— Try it —
What does the Springfield homelessness workshop report say from "With about 500" through "the COVID-19 pandemic."? Quote that stretch word for word.

SPRINGFIELD, Mo. – City and non-profit leaders met at Lake Springfield today for a workshop on addressing homelessness in our community. 

Topics ranged from breaking down numbers on those living without shelter, barriers to accessing resources, challenges with funding, and what more could help get folks back on their feet. 

The group consisted of City Council members, Community Partnership of the Ozarks (CPO), Safe to Sleep, Catholic Charities, and other community leaders who are part of the Springfield Alliance to End Homelessness.

An annual Point In Time survey of homeless in Springfield in 2020 found:

  • There were 247 unsheltered individuals (CPO reports the current number is approximately 500)
  • More than 75% were white males over the age of 35
  • About 10% were veterans
  • More than 65% reported they were living on the street or in a homeless camp.
  • 67% said they had been homeless for more than a year.
  • More than 80% said they were suffering from a disability, with 20% receiving state or federal benefits.
  • The majority reported their disability was related to mental health.

At least two City Councilman attending asked Community Partnership of the Ozarks how many of Springfield’s unsheltered individuals had previously been living in the Ozarks after allegedly hearing homeless individuals were sent here from other states.

Community Partnership of the Ozarks says they have not been told of any instances where individuals migrated to Springfield because they were bussed in from out of state.

Where are people coming from? Community Partnership of the Ozarks reports:

  • 69% of people seeking services came from Greene, Christian, or Webster County.
  • 61.5% said their last permanent address was inside the city limits of Springfield.
  • 18% came from other counties in Missouri.
  • 11% had migrated from other states.

CPO also says for the vast majority of the 11%, the reason for coming to Springfield was due to having family or friends in the area or were told of a job opportunity, not because of the available resources for homeless individuals.


Community Partnership of the Ozarks says there is more demand for services right now than there are resources available. 

With about 500 unsheltered individuals in Springfield, CPO reports there are only 390 year-round beds at shelters, not including cold-weather shelters and hotels provided to individuals during the COVID-19 pandemic. 

The alliance is currently working with a budget of about 1 million dollars a year, yet it reports it costs about $35,000 to get one individual out of homelessness.

The group says the biggest challenge it faces is a lack of affordable housing. CPO says many people living in shelters can get housing vouchers to pay rent on an apartment or home, but there are not enough affordable units in Springfield.

“Fair market rent that HUD (U.S. Department of Housing and Urban Development) provides to us for 2021 was $595, and guess what? We cannot find that in our community, says Meleah Spencer, CEO of The Kitchen, Inc. is a video played during the workshop Thursday. “Right now, a one-bedroom is going anywhere from about $650 to $700.”

[Phrase grounding records]
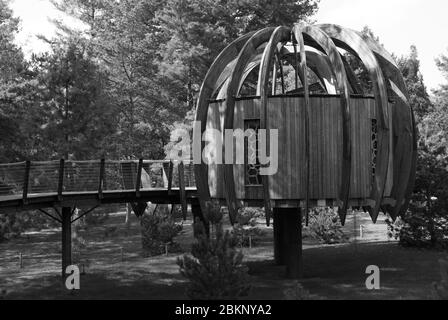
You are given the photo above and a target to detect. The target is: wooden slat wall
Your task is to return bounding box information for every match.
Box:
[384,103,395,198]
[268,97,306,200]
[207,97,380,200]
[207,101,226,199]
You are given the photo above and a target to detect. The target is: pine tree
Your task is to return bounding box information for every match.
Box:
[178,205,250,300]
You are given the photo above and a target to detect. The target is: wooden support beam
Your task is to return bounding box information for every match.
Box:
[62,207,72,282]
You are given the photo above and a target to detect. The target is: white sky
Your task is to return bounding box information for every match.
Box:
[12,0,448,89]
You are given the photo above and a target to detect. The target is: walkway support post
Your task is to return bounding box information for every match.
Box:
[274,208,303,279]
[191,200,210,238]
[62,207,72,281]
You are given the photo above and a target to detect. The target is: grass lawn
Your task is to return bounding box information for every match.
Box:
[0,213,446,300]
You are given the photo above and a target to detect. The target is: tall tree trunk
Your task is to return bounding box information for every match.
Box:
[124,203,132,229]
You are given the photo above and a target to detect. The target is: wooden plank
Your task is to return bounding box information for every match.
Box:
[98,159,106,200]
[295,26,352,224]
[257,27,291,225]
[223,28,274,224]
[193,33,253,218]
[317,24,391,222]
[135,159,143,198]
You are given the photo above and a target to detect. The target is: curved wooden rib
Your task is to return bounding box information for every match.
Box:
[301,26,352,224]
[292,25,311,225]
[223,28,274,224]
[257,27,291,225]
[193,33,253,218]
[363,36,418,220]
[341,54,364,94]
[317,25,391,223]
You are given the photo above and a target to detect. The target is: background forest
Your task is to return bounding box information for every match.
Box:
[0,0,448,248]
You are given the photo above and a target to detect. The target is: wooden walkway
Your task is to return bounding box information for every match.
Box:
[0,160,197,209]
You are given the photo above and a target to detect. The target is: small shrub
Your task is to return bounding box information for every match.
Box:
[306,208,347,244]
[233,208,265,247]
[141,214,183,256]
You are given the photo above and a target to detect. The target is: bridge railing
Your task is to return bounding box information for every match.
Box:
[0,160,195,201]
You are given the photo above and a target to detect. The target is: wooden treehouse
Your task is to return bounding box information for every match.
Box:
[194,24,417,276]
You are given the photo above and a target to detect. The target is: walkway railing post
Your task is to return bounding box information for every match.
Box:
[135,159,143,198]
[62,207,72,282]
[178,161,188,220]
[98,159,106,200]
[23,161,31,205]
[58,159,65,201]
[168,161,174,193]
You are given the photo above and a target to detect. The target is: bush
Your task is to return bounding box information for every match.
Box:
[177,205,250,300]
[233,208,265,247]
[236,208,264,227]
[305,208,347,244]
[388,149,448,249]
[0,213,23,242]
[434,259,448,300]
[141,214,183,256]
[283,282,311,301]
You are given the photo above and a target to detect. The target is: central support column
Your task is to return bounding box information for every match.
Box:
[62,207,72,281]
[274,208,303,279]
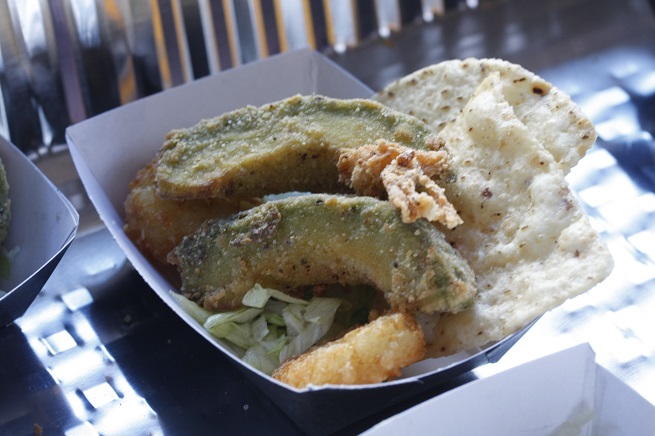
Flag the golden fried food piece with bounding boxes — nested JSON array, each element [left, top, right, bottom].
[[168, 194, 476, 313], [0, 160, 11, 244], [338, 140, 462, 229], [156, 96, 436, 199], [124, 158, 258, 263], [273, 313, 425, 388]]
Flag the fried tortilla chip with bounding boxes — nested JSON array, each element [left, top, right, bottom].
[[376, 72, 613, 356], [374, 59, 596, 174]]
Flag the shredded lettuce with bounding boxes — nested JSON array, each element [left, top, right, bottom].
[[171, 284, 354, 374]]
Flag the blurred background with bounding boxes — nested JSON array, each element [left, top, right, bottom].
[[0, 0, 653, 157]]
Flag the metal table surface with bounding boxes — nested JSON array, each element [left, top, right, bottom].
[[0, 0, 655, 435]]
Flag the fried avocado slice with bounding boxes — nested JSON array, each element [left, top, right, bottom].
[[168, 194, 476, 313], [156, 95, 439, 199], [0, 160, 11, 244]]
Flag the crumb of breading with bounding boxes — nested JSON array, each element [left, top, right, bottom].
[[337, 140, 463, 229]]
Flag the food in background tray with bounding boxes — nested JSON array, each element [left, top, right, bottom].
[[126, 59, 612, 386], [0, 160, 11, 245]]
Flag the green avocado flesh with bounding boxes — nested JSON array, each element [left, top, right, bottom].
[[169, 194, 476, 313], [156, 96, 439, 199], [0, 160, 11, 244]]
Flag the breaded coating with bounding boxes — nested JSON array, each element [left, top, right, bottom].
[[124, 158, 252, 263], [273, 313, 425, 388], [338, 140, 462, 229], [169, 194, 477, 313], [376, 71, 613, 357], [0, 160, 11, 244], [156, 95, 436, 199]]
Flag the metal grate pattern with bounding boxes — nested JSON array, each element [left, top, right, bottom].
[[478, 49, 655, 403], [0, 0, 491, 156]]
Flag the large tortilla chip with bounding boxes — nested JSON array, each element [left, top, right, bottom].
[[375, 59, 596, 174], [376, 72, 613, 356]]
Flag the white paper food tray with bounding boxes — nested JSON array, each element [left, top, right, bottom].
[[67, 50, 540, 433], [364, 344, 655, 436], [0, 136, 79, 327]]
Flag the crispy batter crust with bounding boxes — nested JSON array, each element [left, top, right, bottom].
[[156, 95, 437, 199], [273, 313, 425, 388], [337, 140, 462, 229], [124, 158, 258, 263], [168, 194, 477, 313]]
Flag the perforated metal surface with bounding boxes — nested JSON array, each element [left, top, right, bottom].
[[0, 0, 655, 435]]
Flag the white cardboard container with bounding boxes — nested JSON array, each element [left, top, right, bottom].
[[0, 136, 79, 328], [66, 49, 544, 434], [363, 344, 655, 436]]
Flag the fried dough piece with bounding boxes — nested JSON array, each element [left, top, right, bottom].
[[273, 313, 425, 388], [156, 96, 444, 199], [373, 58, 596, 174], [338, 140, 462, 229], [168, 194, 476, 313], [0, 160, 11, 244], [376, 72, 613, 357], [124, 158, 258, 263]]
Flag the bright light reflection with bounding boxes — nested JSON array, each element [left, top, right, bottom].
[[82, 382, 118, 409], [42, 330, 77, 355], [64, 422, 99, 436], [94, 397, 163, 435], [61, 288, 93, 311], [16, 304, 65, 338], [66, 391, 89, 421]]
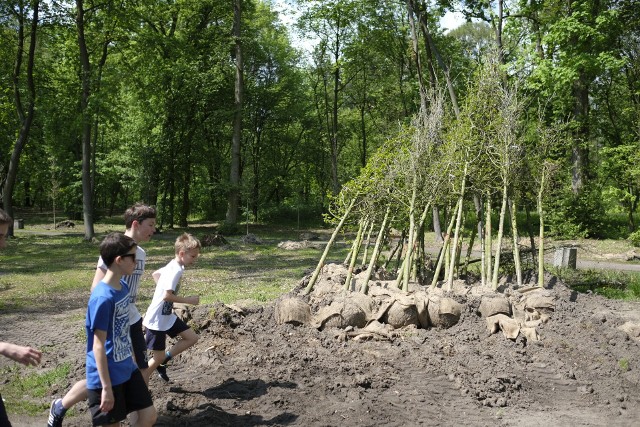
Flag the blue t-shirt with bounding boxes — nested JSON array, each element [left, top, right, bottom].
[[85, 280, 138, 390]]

— Exercise response —
With about 500 unsheltered individuals in Springfield, CPO reports there are only 390 year-round beds at shelters, not including cold-weather shelters and hotels provided to individuals during the COVID-19 pandemic.